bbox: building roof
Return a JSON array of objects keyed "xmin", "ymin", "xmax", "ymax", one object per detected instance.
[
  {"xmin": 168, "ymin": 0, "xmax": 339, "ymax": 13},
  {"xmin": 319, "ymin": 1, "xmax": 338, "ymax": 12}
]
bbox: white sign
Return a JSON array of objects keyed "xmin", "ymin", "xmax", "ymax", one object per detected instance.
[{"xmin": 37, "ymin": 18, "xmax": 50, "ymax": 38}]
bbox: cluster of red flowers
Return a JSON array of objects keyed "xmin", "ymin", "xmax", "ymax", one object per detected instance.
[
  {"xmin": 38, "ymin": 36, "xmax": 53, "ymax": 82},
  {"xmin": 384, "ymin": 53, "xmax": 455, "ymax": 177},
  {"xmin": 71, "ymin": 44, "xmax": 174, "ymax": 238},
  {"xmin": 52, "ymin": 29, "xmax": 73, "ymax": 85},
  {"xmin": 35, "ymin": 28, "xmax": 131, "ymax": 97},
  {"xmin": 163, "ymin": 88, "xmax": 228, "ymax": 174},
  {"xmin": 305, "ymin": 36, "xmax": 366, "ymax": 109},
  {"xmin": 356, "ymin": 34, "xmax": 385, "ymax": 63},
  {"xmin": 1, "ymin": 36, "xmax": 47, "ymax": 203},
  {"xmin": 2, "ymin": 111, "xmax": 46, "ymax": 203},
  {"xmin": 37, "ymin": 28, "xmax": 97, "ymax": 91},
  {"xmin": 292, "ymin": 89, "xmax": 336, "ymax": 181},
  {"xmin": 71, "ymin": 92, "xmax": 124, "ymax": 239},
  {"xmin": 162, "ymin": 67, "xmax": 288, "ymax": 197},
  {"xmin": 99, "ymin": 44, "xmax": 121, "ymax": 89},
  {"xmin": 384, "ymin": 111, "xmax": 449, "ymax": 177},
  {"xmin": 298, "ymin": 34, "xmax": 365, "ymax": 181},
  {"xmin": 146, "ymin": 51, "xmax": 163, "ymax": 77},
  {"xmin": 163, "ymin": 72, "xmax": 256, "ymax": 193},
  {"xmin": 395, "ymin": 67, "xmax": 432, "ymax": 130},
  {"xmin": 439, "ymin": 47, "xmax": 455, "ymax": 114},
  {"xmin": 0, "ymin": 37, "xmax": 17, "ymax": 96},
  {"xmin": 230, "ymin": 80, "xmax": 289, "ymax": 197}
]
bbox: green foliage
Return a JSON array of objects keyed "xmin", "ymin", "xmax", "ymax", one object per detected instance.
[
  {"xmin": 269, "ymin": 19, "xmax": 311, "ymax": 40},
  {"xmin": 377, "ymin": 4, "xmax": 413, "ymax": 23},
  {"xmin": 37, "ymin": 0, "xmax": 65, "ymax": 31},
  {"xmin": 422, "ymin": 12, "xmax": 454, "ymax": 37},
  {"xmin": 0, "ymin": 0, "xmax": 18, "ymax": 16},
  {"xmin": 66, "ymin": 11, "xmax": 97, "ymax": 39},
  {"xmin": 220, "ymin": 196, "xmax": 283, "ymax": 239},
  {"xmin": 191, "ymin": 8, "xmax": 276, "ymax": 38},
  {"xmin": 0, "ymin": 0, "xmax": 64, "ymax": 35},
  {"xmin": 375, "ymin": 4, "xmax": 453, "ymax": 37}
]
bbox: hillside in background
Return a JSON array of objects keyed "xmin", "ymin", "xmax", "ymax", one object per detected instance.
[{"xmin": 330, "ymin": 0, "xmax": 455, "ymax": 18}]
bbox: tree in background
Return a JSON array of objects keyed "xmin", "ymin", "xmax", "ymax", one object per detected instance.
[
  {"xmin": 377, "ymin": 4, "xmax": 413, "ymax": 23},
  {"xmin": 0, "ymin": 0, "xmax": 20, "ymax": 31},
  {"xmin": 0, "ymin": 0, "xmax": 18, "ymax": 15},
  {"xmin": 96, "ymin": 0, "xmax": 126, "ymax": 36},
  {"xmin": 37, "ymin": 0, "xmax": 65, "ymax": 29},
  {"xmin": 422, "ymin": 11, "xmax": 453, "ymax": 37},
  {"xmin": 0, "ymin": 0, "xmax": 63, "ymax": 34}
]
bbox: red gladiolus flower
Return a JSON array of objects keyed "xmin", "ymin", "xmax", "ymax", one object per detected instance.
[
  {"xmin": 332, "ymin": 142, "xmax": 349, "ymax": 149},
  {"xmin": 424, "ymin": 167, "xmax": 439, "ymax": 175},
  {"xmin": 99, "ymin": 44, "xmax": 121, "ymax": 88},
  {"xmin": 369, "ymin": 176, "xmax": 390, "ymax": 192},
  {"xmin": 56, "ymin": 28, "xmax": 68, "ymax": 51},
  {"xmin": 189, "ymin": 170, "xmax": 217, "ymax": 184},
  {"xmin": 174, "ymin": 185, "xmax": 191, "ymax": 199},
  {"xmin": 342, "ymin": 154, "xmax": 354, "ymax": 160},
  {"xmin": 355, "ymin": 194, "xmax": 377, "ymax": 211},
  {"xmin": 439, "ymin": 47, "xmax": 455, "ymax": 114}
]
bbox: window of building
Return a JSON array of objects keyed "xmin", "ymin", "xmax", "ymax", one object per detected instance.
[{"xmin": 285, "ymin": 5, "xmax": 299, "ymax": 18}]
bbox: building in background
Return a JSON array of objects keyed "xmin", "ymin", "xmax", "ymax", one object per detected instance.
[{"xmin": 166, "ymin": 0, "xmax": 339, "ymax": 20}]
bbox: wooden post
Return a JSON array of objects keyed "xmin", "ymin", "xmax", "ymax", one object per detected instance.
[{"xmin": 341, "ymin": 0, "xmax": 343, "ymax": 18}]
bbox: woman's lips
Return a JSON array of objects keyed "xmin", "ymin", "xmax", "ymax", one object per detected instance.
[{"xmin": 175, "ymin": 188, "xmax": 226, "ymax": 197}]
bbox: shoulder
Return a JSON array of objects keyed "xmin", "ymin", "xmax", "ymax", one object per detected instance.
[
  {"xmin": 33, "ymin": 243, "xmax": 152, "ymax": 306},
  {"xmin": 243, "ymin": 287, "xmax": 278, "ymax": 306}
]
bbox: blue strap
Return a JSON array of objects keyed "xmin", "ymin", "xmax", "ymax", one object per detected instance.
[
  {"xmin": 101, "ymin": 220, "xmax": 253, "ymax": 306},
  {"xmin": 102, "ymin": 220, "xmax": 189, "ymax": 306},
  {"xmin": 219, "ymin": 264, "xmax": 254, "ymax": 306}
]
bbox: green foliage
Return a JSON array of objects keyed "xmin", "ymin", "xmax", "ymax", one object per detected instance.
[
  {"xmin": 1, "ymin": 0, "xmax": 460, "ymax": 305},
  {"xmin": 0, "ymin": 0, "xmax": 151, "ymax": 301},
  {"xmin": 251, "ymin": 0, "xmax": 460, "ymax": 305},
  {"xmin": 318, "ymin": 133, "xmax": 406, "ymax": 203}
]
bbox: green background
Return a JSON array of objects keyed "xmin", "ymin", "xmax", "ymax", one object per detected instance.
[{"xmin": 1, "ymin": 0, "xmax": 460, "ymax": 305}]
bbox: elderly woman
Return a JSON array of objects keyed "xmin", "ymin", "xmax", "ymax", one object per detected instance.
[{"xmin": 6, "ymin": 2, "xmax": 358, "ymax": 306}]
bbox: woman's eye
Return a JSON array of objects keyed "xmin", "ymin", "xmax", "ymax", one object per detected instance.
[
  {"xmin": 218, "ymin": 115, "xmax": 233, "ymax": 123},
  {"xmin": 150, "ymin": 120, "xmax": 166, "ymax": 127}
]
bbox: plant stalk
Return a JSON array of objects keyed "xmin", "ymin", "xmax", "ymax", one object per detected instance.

# # # # #

[ABOUT THIS EXERCISE]: Print the data in full, with each line exactly as given.

[EXPECTED ANSWER]:
bbox: building roof
Return a JSON array of objects keyed "xmin", "ymin", "xmax", "ymax", one object per detected instance.
[
  {"xmin": 168, "ymin": 0, "xmax": 339, "ymax": 13},
  {"xmin": 319, "ymin": 1, "xmax": 338, "ymax": 12}
]
bbox: white sign
Return a JSON array of objects keyed "xmin", "ymin", "xmax", "ymax", one object per detected instance.
[{"xmin": 37, "ymin": 18, "xmax": 50, "ymax": 38}]
bbox: cluster of red flowers
Return a JSON array of objects keyed "xmin", "ymin", "xmax", "ymax", one object per detected instance.
[
  {"xmin": 38, "ymin": 36, "xmax": 53, "ymax": 82},
  {"xmin": 384, "ymin": 53, "xmax": 455, "ymax": 177},
  {"xmin": 71, "ymin": 44, "xmax": 174, "ymax": 238},
  {"xmin": 52, "ymin": 29, "xmax": 73, "ymax": 85},
  {"xmin": 35, "ymin": 28, "xmax": 131, "ymax": 97},
  {"xmin": 163, "ymin": 88, "xmax": 228, "ymax": 174},
  {"xmin": 305, "ymin": 36, "xmax": 366, "ymax": 109},
  {"xmin": 356, "ymin": 34, "xmax": 385, "ymax": 63},
  {"xmin": 1, "ymin": 36, "xmax": 47, "ymax": 203},
  {"xmin": 2, "ymin": 111, "xmax": 46, "ymax": 203},
  {"xmin": 37, "ymin": 28, "xmax": 97, "ymax": 91},
  {"xmin": 292, "ymin": 89, "xmax": 336, "ymax": 181},
  {"xmin": 71, "ymin": 92, "xmax": 124, "ymax": 239},
  {"xmin": 162, "ymin": 67, "xmax": 288, "ymax": 197},
  {"xmin": 99, "ymin": 44, "xmax": 121, "ymax": 89},
  {"xmin": 384, "ymin": 111, "xmax": 449, "ymax": 177},
  {"xmin": 298, "ymin": 34, "xmax": 365, "ymax": 181},
  {"xmin": 146, "ymin": 51, "xmax": 163, "ymax": 77},
  {"xmin": 163, "ymin": 72, "xmax": 256, "ymax": 193},
  {"xmin": 395, "ymin": 67, "xmax": 432, "ymax": 130},
  {"xmin": 439, "ymin": 47, "xmax": 455, "ymax": 114},
  {"xmin": 0, "ymin": 37, "xmax": 17, "ymax": 96},
  {"xmin": 230, "ymin": 80, "xmax": 289, "ymax": 197}
]
bbox: green foliage
Return a JSON array of objects keyed "xmin", "ymin", "xmax", "ymax", one object per detected instance.
[
  {"xmin": 269, "ymin": 19, "xmax": 311, "ymax": 40},
  {"xmin": 377, "ymin": 4, "xmax": 413, "ymax": 23},
  {"xmin": 37, "ymin": 0, "xmax": 65, "ymax": 31},
  {"xmin": 422, "ymin": 12, "xmax": 454, "ymax": 37},
  {"xmin": 0, "ymin": 0, "xmax": 18, "ymax": 16},
  {"xmin": 66, "ymin": 11, "xmax": 97, "ymax": 39},
  {"xmin": 220, "ymin": 196, "xmax": 283, "ymax": 239},
  {"xmin": 191, "ymin": 8, "xmax": 276, "ymax": 38},
  {"xmin": 0, "ymin": 0, "xmax": 64, "ymax": 35},
  {"xmin": 375, "ymin": 4, "xmax": 453, "ymax": 37}
]
bbox: hillside in background
Return a JSON array of objects keyed "xmin", "ymin", "xmax", "ymax", one object per detected instance.
[{"xmin": 330, "ymin": 0, "xmax": 455, "ymax": 18}]
bbox: tree in background
Return a JSON array of objects keyed "xmin", "ymin", "xmax", "ymax", one object per detected instance.
[
  {"xmin": 377, "ymin": 4, "xmax": 413, "ymax": 23},
  {"xmin": 0, "ymin": 0, "xmax": 20, "ymax": 31},
  {"xmin": 0, "ymin": 0, "xmax": 18, "ymax": 15},
  {"xmin": 96, "ymin": 0, "xmax": 126, "ymax": 36},
  {"xmin": 37, "ymin": 0, "xmax": 65, "ymax": 29},
  {"xmin": 422, "ymin": 11, "xmax": 453, "ymax": 37},
  {"xmin": 0, "ymin": 0, "xmax": 63, "ymax": 34}
]
bbox: red gladiolus flower
Return a JSON array of objects keyed "xmin", "ymin", "xmax", "ymax", one object per detected instance.
[
  {"xmin": 332, "ymin": 142, "xmax": 349, "ymax": 149},
  {"xmin": 424, "ymin": 167, "xmax": 439, "ymax": 175},
  {"xmin": 99, "ymin": 44, "xmax": 121, "ymax": 88},
  {"xmin": 369, "ymin": 176, "xmax": 390, "ymax": 192},
  {"xmin": 56, "ymin": 28, "xmax": 68, "ymax": 51},
  {"xmin": 189, "ymin": 170, "xmax": 217, "ymax": 184},
  {"xmin": 174, "ymin": 185, "xmax": 191, "ymax": 199},
  {"xmin": 342, "ymin": 154, "xmax": 354, "ymax": 160},
  {"xmin": 355, "ymin": 194, "xmax": 377, "ymax": 211},
  {"xmin": 439, "ymin": 47, "xmax": 455, "ymax": 114}
]
bbox: window of building
Return a JSON array of objects keyed "xmin", "ymin", "xmax", "ymax", one object per detected instance.
[{"xmin": 285, "ymin": 5, "xmax": 299, "ymax": 18}]
bbox: building in background
Return a JSON array of objects keyed "xmin", "ymin", "xmax", "ymax", one object per detected instance.
[{"xmin": 166, "ymin": 0, "xmax": 339, "ymax": 20}]
bbox: wooden post
Return a JSON array of objects keyed "xmin", "ymin", "xmax", "ymax", one object per detected instance.
[{"xmin": 341, "ymin": 0, "xmax": 343, "ymax": 18}]
bbox: woman's lips
Return a JSON array of objects keyed "xmin", "ymin", "xmax", "ymax", one object per detected instance.
[{"xmin": 175, "ymin": 188, "xmax": 226, "ymax": 197}]
bbox: shoulder
Return a JSON array of objects keyed "xmin", "ymin", "xmax", "ymax", one object per detected instance.
[
  {"xmin": 33, "ymin": 243, "xmax": 152, "ymax": 306},
  {"xmin": 243, "ymin": 287, "xmax": 278, "ymax": 306}
]
bbox: blue strap
Return a JSON array of objects keyed "xmin", "ymin", "xmax", "ymax", one object per detected instance.
[
  {"xmin": 101, "ymin": 220, "xmax": 253, "ymax": 306},
  {"xmin": 102, "ymin": 220, "xmax": 189, "ymax": 306},
  {"xmin": 219, "ymin": 264, "xmax": 254, "ymax": 306}
]
bbox: green foliage
Return a JSON array of objects keyed "xmin", "ymin", "xmax", "ymax", one object per detected instance.
[
  {"xmin": 1, "ymin": 0, "xmax": 460, "ymax": 305},
  {"xmin": 0, "ymin": 0, "xmax": 151, "ymax": 301},
  {"xmin": 251, "ymin": 0, "xmax": 460, "ymax": 305},
  {"xmin": 318, "ymin": 133, "xmax": 406, "ymax": 203}
]
bbox: green background
Return a JSON array of objects keyed "xmin", "ymin", "xmax", "ymax", one object per detected instance.
[{"xmin": 1, "ymin": 0, "xmax": 460, "ymax": 305}]
bbox: elderly woman
Return a JSON array of objects keyed "xmin", "ymin", "xmax", "ymax", one object per detected instance.
[{"xmin": 6, "ymin": 2, "xmax": 358, "ymax": 306}]
bbox: woman's eye
Return a JSON array of objects keyed "xmin", "ymin", "xmax", "ymax", one object per detected instance.
[
  {"xmin": 218, "ymin": 115, "xmax": 233, "ymax": 123},
  {"xmin": 150, "ymin": 120, "xmax": 166, "ymax": 127}
]
bbox: plant stalk
Return a JSON array of objects keyed "xmin", "ymin", "xmax", "ymax", one object per detected instance.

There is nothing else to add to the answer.